**Exercise aim**
Count the lines below that contain the word "american". Give only the number.

** begin Supplied records **

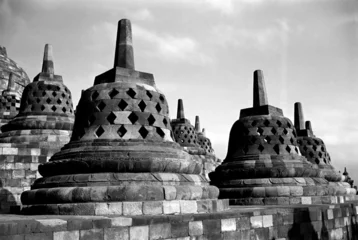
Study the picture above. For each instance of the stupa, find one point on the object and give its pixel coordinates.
(42, 126)
(122, 158)
(314, 149)
(13, 79)
(264, 164)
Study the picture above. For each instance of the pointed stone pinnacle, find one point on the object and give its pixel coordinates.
(309, 126)
(47, 64)
(11, 83)
(124, 48)
(260, 96)
(180, 113)
(197, 124)
(299, 119)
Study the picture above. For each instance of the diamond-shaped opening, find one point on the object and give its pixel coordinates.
(99, 131)
(131, 93)
(260, 131)
(165, 121)
(95, 95)
(245, 149)
(91, 120)
(261, 148)
(133, 117)
(101, 106)
(158, 107)
(279, 123)
(151, 120)
(266, 123)
(113, 93)
(277, 149)
(254, 123)
(143, 132)
(267, 139)
(122, 104)
(142, 105)
(160, 132)
(149, 95)
(111, 117)
(161, 98)
(122, 131)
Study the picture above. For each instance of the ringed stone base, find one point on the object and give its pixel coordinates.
(130, 208)
(335, 221)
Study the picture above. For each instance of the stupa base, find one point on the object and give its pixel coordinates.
(129, 208)
(304, 200)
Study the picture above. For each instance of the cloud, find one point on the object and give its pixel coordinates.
(168, 47)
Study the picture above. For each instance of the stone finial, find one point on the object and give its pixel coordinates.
(3, 51)
(124, 48)
(309, 126)
(180, 112)
(203, 132)
(299, 119)
(260, 96)
(47, 64)
(197, 124)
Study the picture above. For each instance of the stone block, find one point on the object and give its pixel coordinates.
(66, 235)
(132, 208)
(267, 220)
(256, 221)
(160, 231)
(91, 234)
(228, 225)
(196, 228)
(171, 207)
(119, 233)
(188, 207)
(121, 222)
(153, 207)
(139, 233)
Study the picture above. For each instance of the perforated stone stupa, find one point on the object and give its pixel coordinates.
(314, 149)
(122, 158)
(264, 164)
(13, 79)
(42, 126)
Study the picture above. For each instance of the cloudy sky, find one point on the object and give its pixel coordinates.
(205, 52)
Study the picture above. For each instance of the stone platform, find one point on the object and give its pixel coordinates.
(335, 221)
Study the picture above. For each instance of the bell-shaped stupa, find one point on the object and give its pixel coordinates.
(264, 165)
(122, 158)
(13, 79)
(46, 110)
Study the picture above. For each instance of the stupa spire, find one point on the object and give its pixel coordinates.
(124, 48)
(180, 112)
(299, 119)
(260, 95)
(48, 64)
(197, 124)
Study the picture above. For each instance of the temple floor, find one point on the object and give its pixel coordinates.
(321, 221)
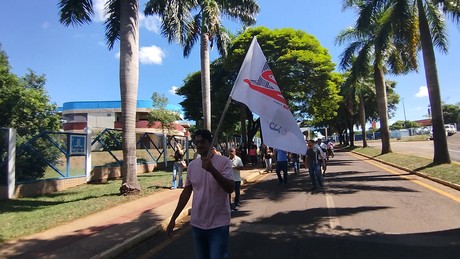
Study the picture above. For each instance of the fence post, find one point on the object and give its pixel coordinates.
(11, 162)
(165, 148)
(88, 132)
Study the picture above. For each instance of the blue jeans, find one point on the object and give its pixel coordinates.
(296, 165)
(177, 175)
(211, 243)
(315, 175)
(237, 192)
(281, 166)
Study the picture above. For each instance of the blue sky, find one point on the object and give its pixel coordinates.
(79, 67)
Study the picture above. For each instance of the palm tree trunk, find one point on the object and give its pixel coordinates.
(205, 80)
(129, 77)
(362, 119)
(382, 107)
(441, 152)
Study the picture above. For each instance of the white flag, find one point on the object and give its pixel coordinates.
(256, 87)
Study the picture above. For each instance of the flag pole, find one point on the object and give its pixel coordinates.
(219, 126)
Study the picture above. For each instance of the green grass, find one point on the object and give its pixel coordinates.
(446, 172)
(26, 216)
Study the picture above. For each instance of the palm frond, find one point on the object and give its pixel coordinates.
(112, 23)
(450, 8)
(242, 10)
(437, 26)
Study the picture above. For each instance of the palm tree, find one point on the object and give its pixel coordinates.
(370, 50)
(187, 21)
(121, 23)
(420, 24)
(357, 93)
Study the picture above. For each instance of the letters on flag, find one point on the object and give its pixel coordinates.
(256, 87)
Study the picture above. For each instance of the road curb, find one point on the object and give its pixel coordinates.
(139, 238)
(434, 179)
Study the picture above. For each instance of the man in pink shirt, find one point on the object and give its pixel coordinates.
(211, 181)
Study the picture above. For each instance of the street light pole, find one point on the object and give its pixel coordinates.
(404, 109)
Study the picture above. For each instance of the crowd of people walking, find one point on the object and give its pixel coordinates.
(212, 178)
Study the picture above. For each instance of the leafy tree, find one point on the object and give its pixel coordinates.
(302, 67)
(25, 106)
(188, 21)
(306, 78)
(420, 25)
(220, 90)
(451, 113)
(371, 51)
(122, 24)
(160, 113)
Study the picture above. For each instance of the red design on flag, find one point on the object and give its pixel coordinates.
(256, 87)
(267, 91)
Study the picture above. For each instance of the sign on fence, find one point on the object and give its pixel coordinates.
(77, 145)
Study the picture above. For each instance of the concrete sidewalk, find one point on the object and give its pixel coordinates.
(107, 233)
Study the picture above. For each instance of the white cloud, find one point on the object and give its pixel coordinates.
(99, 10)
(422, 92)
(151, 55)
(173, 90)
(151, 23)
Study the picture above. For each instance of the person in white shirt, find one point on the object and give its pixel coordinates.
(322, 149)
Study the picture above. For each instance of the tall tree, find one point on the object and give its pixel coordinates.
(160, 113)
(25, 106)
(187, 21)
(368, 45)
(122, 23)
(420, 24)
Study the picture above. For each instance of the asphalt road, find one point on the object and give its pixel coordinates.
(366, 210)
(422, 148)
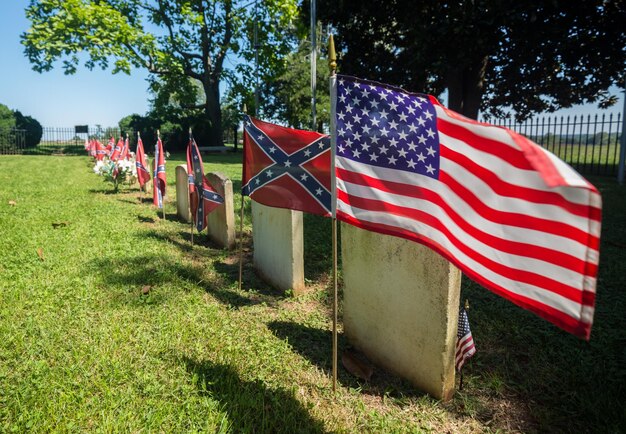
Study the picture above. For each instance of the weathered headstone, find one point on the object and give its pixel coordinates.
(278, 246)
(400, 307)
(182, 193)
(221, 222)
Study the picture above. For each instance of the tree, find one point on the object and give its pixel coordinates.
(291, 91)
(7, 118)
(33, 128)
(175, 40)
(492, 55)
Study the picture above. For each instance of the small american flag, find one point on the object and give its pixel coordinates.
(465, 342)
(508, 213)
(143, 175)
(203, 198)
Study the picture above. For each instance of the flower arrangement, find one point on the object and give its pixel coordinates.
(117, 172)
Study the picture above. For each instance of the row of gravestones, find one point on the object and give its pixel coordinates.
(400, 299)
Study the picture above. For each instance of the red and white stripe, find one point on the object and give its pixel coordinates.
(507, 212)
(464, 350)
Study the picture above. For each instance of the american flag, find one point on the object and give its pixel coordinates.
(465, 342)
(158, 175)
(508, 213)
(200, 187)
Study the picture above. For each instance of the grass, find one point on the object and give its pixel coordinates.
(83, 349)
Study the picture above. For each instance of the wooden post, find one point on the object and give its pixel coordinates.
(332, 63)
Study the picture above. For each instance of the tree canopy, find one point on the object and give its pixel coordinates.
(180, 42)
(492, 55)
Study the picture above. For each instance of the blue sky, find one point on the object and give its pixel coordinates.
(92, 97)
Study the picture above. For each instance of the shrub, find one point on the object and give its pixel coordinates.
(33, 128)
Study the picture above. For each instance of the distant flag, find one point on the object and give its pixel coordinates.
(158, 190)
(117, 150)
(143, 174)
(110, 146)
(125, 149)
(100, 150)
(465, 342)
(92, 148)
(199, 187)
(286, 168)
(508, 213)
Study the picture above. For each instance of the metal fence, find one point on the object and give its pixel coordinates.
(55, 141)
(590, 144)
(12, 141)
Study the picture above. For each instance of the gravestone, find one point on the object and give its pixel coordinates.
(400, 307)
(278, 246)
(182, 193)
(221, 221)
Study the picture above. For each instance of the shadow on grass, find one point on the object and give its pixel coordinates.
(250, 405)
(316, 345)
(318, 243)
(222, 286)
(155, 271)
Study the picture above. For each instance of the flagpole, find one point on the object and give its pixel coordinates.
(245, 111)
(313, 66)
(162, 150)
(332, 62)
(141, 191)
(190, 210)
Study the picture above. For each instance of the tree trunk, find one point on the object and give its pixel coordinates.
(465, 87)
(213, 112)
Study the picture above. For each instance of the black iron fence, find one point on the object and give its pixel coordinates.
(590, 144)
(12, 141)
(56, 141)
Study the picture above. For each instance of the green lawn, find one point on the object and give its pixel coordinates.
(82, 349)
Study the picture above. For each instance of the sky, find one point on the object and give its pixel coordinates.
(94, 97)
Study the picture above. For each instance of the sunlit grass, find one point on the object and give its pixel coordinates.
(83, 348)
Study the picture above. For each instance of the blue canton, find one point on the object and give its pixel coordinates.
(288, 164)
(386, 127)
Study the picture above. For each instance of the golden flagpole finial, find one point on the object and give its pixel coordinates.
(332, 55)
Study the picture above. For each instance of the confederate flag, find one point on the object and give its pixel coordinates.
(110, 146)
(118, 150)
(125, 150)
(286, 168)
(143, 175)
(100, 150)
(158, 191)
(199, 186)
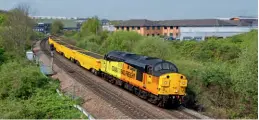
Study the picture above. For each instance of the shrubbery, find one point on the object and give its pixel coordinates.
(222, 73)
(26, 93)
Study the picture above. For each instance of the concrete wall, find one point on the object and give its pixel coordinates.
(211, 31)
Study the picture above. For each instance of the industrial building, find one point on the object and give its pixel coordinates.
(198, 29)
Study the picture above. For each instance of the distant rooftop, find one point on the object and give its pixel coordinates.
(184, 23)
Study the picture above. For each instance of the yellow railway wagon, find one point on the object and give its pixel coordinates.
(152, 79)
(88, 60)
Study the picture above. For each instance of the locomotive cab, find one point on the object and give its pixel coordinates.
(170, 81)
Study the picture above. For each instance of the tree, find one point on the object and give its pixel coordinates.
(18, 31)
(57, 27)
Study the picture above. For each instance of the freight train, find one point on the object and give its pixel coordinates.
(152, 79)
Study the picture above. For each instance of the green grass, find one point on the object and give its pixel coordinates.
(222, 73)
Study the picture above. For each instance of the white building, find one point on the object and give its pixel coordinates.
(200, 33)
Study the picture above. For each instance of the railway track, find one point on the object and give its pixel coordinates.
(124, 105)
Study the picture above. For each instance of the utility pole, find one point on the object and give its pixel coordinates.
(52, 55)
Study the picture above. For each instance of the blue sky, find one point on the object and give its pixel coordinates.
(136, 9)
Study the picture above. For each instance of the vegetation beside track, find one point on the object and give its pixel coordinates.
(24, 91)
(222, 73)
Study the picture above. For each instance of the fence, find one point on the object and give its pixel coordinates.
(47, 70)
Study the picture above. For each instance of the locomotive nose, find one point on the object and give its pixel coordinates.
(172, 84)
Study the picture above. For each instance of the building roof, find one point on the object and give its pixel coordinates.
(184, 23)
(67, 23)
(138, 22)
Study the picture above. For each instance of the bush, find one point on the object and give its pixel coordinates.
(221, 73)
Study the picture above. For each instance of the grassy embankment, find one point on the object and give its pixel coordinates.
(24, 91)
(222, 73)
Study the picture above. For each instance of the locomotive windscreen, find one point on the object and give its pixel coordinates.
(164, 67)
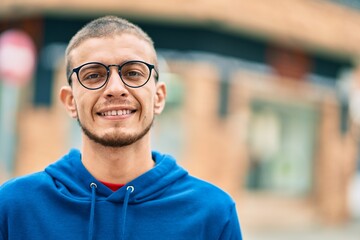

** end Supplied records **

**Worked answer**
2